Reproduce word for word the stretch of the product feed text below, from "Irish customers need" through "and return information.".

_Given text_.
————
Problems often arise when:
A sale ends on the website but remains in the feed
A product goes out of stock but still appears as available
Variant prices are submitted incorrectly
VAT treatment differs between the feed and website
Currency settings are inconsistent
Updates are sent too infrequently
Google may disapprove products where it identifies a mismatch between the product data and landing page.
Use automatic updates as a safeguard where appropriate, but do not rely on them as a replacement for an accurate product integration.
Irish customers need to understand:
Whether delivery is available to their location
How much delivery costs
The free-delivery threshold
Expected delivery times
Whether collection is available
How returns work
Who pays return costs
Unexpected delivery charges can reduce the conversion rate even when the advertisement generates relevant traffic.
Your Merchant Center settings, product feed and website should communicate consistent delivery and return information.
Custom labels allow you to organise products according to internal commercial criteria that customers do not see.
Useful custom labels could include:
High margin
Low margin
Bestseller
New product
Clearance
Seasonal
Full price
Sale
Price band
Strong stock
Limited stock
Priority brand
For example:
| Custom label | Possible values |
| Margin | High, medium, low |
| Performance | Bestseller, average, underperforming |
| Season | Summer, winter, Christmas, year-round |
| Price range | Under €50, €50–€100, over €100 |
| Stock priority | Strong stock, limited stock, clearance |
Use labels that support commercial decisions. Do not create an elaborate system that nobody maintains.
————
_Given information_.
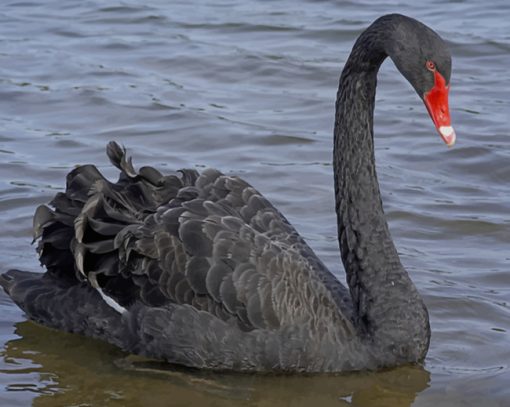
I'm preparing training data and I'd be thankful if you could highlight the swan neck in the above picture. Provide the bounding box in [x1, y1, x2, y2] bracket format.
[333, 20, 429, 358]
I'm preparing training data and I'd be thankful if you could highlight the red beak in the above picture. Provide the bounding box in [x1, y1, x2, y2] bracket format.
[423, 71, 455, 147]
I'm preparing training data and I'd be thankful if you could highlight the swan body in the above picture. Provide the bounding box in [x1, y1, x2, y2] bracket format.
[0, 15, 455, 372]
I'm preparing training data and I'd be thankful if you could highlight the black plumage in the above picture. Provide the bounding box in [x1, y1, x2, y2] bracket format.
[0, 15, 450, 372]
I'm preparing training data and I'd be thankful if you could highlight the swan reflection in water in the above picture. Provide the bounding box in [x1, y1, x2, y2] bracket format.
[2, 321, 430, 407]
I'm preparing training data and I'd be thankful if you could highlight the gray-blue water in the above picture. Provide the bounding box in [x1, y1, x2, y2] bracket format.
[0, 0, 510, 407]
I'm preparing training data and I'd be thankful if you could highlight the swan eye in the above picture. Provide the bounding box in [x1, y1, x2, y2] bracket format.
[425, 60, 436, 72]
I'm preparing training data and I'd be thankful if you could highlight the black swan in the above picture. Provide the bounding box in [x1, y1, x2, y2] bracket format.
[0, 14, 455, 372]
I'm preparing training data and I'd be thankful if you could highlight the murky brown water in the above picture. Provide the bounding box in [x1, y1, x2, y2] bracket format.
[0, 0, 510, 407]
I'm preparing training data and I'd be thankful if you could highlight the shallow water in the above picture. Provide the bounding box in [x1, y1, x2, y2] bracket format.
[0, 0, 510, 407]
————
_Complete answer_.
Irish customers need to understand:
Whether delivery is available to their location
How much delivery costs
The free-delivery threshold
Expected delivery times
Whether collection is available
How returns work
Who pays return costs
Unexpected delivery charges can reduce the conversion rate even when the advertisement generates relevant traffic.
Your Merchant Center settings, product feed and website should communicate consistent delivery and return information.